▸ Source data
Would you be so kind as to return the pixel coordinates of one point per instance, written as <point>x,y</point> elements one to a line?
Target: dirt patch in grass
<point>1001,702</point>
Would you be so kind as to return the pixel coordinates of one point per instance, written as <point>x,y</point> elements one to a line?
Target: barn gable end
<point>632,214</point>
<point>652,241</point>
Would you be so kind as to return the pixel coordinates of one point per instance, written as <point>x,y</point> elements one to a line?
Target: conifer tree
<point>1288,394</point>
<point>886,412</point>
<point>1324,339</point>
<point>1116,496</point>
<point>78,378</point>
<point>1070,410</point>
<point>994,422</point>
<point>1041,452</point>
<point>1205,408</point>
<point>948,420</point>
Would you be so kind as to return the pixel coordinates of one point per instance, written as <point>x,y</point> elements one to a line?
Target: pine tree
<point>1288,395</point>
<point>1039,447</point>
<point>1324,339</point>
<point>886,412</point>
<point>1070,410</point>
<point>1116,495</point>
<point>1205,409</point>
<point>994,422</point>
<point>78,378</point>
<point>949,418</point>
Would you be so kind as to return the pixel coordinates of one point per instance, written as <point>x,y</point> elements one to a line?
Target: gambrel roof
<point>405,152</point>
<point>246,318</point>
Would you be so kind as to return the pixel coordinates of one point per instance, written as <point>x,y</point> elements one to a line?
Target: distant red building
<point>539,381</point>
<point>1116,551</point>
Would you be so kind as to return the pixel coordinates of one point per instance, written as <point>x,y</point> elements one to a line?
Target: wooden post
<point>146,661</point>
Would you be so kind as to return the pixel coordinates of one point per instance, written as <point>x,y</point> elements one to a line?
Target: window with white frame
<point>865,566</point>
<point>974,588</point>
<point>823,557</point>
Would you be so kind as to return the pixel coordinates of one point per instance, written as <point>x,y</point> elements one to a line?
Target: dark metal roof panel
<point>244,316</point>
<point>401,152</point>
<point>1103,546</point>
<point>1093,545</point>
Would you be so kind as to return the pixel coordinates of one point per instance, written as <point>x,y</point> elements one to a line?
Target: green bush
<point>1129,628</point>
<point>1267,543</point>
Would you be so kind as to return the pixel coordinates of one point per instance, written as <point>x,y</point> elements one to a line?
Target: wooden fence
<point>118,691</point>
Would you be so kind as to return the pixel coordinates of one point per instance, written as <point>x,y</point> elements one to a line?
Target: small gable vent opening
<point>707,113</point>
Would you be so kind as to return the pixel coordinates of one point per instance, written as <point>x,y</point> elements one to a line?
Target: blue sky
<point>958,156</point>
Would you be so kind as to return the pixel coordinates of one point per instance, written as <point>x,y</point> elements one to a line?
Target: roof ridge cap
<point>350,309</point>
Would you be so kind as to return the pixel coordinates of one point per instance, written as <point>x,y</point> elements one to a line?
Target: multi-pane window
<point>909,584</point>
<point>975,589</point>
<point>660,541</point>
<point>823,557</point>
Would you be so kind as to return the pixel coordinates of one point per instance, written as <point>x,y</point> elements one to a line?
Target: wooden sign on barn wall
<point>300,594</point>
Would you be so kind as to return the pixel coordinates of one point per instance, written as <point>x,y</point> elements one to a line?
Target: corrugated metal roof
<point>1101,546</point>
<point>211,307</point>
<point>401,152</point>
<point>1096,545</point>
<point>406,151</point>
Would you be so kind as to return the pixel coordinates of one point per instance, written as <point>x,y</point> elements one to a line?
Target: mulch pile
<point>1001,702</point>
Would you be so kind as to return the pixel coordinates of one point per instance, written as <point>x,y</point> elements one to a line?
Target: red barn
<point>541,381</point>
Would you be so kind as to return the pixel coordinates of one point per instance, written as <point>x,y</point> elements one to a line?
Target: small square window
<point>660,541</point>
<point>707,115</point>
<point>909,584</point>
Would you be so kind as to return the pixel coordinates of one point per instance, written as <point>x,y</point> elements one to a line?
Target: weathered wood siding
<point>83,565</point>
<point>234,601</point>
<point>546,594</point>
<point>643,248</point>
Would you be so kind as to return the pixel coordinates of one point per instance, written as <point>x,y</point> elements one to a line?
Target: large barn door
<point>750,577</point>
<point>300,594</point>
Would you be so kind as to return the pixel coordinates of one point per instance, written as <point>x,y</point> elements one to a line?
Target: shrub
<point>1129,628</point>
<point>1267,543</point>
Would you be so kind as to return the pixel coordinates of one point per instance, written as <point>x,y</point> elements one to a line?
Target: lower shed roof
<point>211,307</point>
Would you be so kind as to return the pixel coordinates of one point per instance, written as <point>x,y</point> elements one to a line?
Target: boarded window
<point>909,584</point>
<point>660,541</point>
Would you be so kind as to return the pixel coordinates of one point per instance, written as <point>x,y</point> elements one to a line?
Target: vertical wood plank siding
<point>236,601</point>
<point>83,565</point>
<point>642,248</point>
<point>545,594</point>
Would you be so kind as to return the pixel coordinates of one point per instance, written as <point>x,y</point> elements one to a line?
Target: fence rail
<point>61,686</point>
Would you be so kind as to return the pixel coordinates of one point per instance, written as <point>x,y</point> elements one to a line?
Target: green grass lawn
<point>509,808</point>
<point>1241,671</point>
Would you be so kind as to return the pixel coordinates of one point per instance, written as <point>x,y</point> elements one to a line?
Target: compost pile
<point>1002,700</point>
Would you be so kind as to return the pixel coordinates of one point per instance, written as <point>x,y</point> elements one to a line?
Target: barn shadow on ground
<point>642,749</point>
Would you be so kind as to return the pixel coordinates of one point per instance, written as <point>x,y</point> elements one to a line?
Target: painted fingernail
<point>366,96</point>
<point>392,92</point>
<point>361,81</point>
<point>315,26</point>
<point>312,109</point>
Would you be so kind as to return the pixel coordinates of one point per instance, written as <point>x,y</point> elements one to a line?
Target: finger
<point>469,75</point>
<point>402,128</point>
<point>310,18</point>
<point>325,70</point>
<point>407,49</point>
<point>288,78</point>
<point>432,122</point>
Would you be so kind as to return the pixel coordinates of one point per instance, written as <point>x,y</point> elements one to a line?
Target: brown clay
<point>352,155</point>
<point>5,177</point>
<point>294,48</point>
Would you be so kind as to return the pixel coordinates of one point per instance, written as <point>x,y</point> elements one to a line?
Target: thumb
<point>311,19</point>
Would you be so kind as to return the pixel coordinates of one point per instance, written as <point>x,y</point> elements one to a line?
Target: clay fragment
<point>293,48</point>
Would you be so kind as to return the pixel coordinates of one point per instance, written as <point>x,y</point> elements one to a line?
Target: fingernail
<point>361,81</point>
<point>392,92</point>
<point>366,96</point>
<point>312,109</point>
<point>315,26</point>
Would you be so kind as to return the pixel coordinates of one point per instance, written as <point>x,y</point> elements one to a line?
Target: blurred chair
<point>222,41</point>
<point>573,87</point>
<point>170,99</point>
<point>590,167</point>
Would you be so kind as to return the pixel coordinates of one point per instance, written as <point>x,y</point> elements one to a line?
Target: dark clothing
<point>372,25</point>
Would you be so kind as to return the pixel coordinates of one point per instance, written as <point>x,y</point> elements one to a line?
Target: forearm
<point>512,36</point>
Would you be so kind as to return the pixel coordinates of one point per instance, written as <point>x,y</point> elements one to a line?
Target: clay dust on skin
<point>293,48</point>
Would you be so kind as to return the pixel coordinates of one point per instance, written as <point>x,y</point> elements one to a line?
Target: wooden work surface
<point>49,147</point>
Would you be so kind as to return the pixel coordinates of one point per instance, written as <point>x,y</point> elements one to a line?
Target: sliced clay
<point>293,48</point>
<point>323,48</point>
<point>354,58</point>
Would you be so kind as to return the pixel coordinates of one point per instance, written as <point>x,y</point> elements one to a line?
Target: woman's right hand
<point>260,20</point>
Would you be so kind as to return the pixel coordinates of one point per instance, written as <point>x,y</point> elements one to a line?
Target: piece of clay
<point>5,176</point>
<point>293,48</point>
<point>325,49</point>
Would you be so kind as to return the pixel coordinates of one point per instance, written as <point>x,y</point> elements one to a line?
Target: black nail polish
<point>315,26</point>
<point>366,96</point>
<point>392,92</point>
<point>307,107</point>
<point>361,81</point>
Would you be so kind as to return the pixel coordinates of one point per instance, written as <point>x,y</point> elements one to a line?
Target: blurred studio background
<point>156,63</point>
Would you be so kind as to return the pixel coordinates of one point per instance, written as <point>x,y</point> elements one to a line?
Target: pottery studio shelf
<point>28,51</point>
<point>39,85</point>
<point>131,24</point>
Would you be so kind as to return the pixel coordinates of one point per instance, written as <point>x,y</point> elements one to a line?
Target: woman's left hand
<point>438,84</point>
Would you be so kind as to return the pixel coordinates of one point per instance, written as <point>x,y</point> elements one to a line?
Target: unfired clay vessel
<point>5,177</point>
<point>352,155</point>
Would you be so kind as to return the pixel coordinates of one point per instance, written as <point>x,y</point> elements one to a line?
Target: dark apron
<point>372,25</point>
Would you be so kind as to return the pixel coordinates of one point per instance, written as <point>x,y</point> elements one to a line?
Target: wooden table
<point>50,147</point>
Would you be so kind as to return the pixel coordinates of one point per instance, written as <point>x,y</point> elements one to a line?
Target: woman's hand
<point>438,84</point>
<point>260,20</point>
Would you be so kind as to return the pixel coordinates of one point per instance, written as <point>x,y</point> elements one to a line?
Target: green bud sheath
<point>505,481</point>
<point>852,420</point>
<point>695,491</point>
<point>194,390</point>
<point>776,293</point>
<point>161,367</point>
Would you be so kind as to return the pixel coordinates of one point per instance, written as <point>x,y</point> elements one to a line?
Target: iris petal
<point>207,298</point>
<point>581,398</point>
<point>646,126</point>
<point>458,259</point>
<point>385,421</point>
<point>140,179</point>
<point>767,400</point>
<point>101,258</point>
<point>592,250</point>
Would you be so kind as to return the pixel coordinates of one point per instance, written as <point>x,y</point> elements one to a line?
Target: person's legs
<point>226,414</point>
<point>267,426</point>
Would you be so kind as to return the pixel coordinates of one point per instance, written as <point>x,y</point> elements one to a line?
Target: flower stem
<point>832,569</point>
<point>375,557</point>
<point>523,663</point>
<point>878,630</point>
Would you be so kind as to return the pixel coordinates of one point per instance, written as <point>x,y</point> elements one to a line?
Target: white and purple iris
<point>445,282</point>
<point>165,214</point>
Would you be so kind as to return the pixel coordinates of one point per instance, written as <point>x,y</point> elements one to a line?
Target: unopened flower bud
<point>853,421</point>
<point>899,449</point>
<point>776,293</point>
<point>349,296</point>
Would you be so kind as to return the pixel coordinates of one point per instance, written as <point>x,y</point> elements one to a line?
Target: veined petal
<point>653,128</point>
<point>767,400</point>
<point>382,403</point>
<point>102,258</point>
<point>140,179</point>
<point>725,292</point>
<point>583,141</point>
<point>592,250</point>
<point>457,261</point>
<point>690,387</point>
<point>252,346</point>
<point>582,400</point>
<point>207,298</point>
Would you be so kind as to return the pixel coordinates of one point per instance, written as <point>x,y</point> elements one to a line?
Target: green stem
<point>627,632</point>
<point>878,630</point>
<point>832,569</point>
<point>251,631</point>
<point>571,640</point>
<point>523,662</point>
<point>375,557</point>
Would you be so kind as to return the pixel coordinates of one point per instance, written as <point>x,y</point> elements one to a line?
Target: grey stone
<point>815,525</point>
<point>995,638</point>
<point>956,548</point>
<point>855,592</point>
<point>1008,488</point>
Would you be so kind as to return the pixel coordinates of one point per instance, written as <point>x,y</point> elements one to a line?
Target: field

▸ The task
Start at the line containing "Target: green stem" and print each line exactly until the listing ends, keeping the final line too.

▸ Output of the exercise
Target: green stem
<point>627,632</point>
<point>878,630</point>
<point>832,569</point>
<point>251,631</point>
<point>571,640</point>
<point>523,662</point>
<point>375,557</point>
Would you be so kind as to return the pixel coordinates of one point per instance, written as <point>x,y</point> elements one to a line?
Target: grey stone
<point>815,525</point>
<point>995,638</point>
<point>956,548</point>
<point>855,592</point>
<point>1008,488</point>
Would you be so kind as to return the pixel coordinates of one point per instance, written as <point>x,y</point> elements one to a line?
Target: field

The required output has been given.